Reproduce the data below word for word, omitting the pictures.

#####

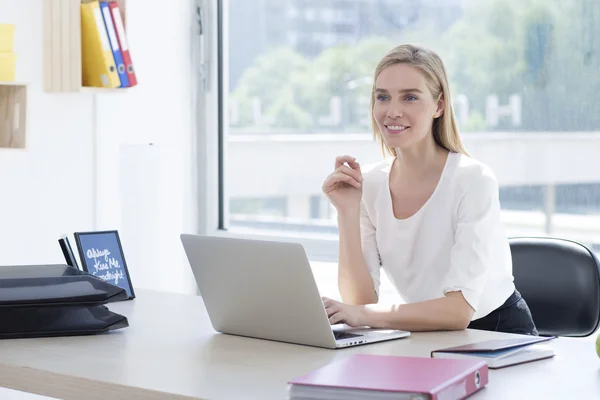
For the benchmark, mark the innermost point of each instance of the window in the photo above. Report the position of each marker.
(526, 90)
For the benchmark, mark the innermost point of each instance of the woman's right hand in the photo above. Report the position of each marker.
(343, 187)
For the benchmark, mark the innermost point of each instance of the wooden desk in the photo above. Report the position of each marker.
(171, 352)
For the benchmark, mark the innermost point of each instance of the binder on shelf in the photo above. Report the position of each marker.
(7, 38)
(122, 39)
(114, 44)
(8, 58)
(8, 67)
(98, 62)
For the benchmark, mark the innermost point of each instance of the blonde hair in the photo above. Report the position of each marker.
(445, 131)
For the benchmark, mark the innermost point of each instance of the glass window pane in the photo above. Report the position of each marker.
(525, 80)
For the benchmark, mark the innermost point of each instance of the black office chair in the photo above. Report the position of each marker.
(560, 281)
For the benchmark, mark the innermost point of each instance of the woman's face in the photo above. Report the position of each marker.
(404, 108)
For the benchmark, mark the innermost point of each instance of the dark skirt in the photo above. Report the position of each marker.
(511, 317)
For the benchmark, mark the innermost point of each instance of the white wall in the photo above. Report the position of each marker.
(141, 190)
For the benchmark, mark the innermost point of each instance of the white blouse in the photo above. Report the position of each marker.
(456, 241)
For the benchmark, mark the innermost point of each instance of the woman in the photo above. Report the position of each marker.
(429, 215)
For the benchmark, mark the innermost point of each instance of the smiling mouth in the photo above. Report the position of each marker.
(394, 129)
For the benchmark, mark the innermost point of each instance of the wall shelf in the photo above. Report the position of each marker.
(62, 46)
(13, 115)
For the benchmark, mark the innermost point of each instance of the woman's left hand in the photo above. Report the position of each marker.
(340, 313)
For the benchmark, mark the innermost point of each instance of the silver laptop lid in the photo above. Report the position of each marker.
(261, 289)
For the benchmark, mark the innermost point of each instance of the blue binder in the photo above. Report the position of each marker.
(114, 44)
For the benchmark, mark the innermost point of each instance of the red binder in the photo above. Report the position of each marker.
(120, 27)
(365, 376)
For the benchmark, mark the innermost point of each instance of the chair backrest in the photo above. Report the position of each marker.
(560, 281)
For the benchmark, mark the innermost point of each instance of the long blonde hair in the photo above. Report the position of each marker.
(445, 131)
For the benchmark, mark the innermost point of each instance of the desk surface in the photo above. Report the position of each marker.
(170, 351)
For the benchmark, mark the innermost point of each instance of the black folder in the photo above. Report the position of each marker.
(32, 322)
(54, 285)
(56, 300)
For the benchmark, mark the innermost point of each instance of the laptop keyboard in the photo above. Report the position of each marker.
(344, 335)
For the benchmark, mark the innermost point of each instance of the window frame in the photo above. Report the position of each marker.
(211, 144)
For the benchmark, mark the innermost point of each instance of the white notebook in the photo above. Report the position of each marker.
(501, 353)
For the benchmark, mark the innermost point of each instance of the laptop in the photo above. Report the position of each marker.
(265, 289)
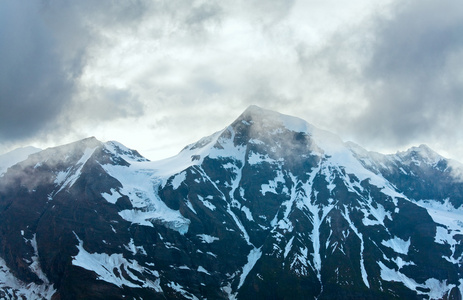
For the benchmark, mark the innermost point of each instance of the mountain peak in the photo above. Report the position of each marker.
(269, 118)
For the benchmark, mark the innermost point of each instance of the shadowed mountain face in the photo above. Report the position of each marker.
(268, 208)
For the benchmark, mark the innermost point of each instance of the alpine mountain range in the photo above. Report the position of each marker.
(268, 208)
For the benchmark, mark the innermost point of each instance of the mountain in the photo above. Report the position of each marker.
(268, 208)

#####

### Solution:
For the benchmark, mark the innermost point of each instance of the window in the photo above. Report the position of each marker.
(526, 90)
For the benchmark, mark the innermost point of each instance of the woman's right hand in the photo above. Report the position of each marker.
(343, 187)
For the benchmark, mark the innermost point of each instance of the wooden desk in the photo above. Report the position of each marker.
(171, 352)
For the benchmark, mark the innermost point of each instance of the binder on shelf in the photo above. Report the position of each marker.
(7, 38)
(122, 39)
(114, 44)
(8, 58)
(8, 67)
(98, 62)
For the benchmark, mark the innermost point of each instance of the blonde hair in the photo above. Report the position of each marker.
(445, 131)
For the benchmark, mark the innermost point of each instance of the glass window pane in the photo above. Report the position of each marker.
(525, 80)
For the benchmark, mark the innermost point of each instance of the black office chair in the photo above. Report the position of each marker.
(560, 281)
For the benchmark, mark the innermost point of each instance of the woman's face in the photo above. Report the position of each marker.
(404, 108)
For the benchmark, mark the innermost point of each instance of the dark skirt in the photo above. Report the position of each marker.
(511, 317)
For the benchmark, mark the innermost point of each instance of the white wall in the photo above. Report the position of each marker.
(141, 190)
For the benchmark, mark the innermost point of each instance of the white blouse in the photo above. Report the position of each marker.
(456, 241)
For the benchmark, mark the innermost point of each instance of the woman in the photo above. Report the position of each marker.
(429, 215)
For the benchmark, mark the innermost point of each instance of the smiling mouth in the photo above. Report the position of each marker.
(394, 129)
For the benchmark, mark the innermost point of each instance of the wall shelf in the photo above. Report the position of each marker.
(62, 46)
(13, 115)
For the benchmark, mark the innermost point of each instance of the woman's left hand in the photo above. Report the position of each marker.
(340, 313)
For the benchmark, mark the innermost point of each instance of the silver laptop lid in the photo above. Report the position of each marker.
(261, 289)
For the benchmark, mark the innermost point of each instance of the blue binder in the photo above. Report the position of each marker.
(114, 44)
For the benchmark, mark the innermost point of each instance of the red binder in the photo above. Report the position of each marker.
(120, 27)
(365, 376)
For the benchmark, mark the innermost point of each instance of the chair backrest in the photo above. Report the position of each marker.
(560, 281)
For the benchmark, mark the innermost point of each instance of the long blonde hair in the photo above. Report the position of each marker.
(445, 131)
For the benchmark, mark the innermost point of each instance of the desk surface in the photo above. Report the position of each marker.
(170, 351)
For the benchmark, mark the innermost point of each instance of the black folder in the photo above. Report the position of each marker.
(32, 322)
(54, 285)
(56, 300)
For the benchmark, mark the innermost point of each instance of the laptop keyboard in the photo above. Report the position of each marker.
(344, 335)
For the benchmark, mark the innermost point of each instance of the window frame in the photo above. Report the position of each marker.
(211, 144)
For the benchmark, mark the innermost point of each instance of the white notebook in the photo above. Report the position of each marker.
(501, 353)
For the benchmark, mark the innermost point of each instance of the laptop in the photo above. Report the position of each marker.
(265, 289)
For the benchmark, mark the innermost point of each instance of the mountain peak in the photo above. Report the position of each marker.
(269, 118)
For the benchmark, mark the innermost point of each instance of the shadowed mountain face in the photo above. Report the position of each marker.
(268, 208)
For the benchmark, mark the innermost point of each instance of the alpine mountain range in the photo above. Report the position of each marker.
(268, 208)
For the benchmark, mark the innermost point of each instance of the mountain in the photo above. Report the position of each marker.
(268, 208)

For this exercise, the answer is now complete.